**Text to read**
>> BEGIN

Voynich MS - Analysis Section ( 1/5 )

See also the site ROAD MAP

Home Map Pages Gloss Pics Refs
Next Short Long

Table of contents

1. Introduction
  1.1 Currier languages
  1.2 Entropy
  1.3 Zipf's laws
  1.4 Cluster analysis
  1.5 Other tools
2. Properties of characters
3. Word structure
4. Properties of words
5. Properties of word combinations
6. Search in mailing list archives (to be written)

1. Introduction

It is difficult to present the multitude of analyses that have been performed on the Voynich MS text in an orderly fashion. Some analyses concentrate on the properties and distribution of individual characters, others on those of words and others again on the combinations of words. There are also studies that take into account more than one of the above.
Some analyses are more of a qualitative nature while others are more quantitative, but there is no clear dividing line between the two.

>> END

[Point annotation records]
>> BEGIN

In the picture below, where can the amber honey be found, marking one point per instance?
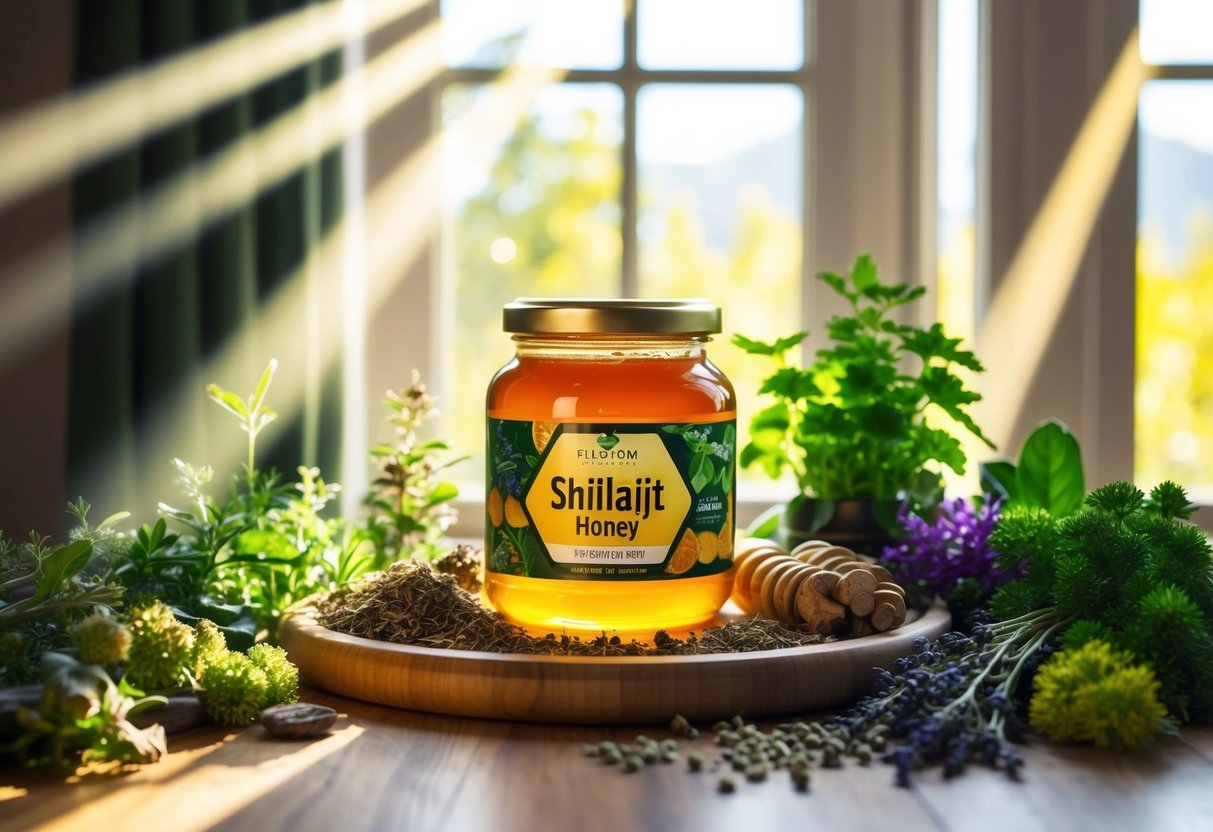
(610, 467)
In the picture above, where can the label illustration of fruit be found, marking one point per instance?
(601, 501)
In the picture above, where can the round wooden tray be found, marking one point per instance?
(575, 689)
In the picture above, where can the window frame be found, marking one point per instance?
(1087, 376)
(871, 77)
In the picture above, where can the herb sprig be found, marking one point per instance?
(854, 423)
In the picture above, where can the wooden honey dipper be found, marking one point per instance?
(824, 587)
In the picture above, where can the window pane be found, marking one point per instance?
(1177, 30)
(1174, 348)
(534, 211)
(721, 34)
(956, 126)
(568, 34)
(719, 215)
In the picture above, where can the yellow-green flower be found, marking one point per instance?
(1097, 694)
(161, 648)
(100, 639)
(209, 645)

>> END

**What you have to do**
According to the text on analyzing the Voynich manuscript, on which three levels of the text do the different analyses concentrate?

**Result for this exercise**
Individual characters, words, and combinations of words.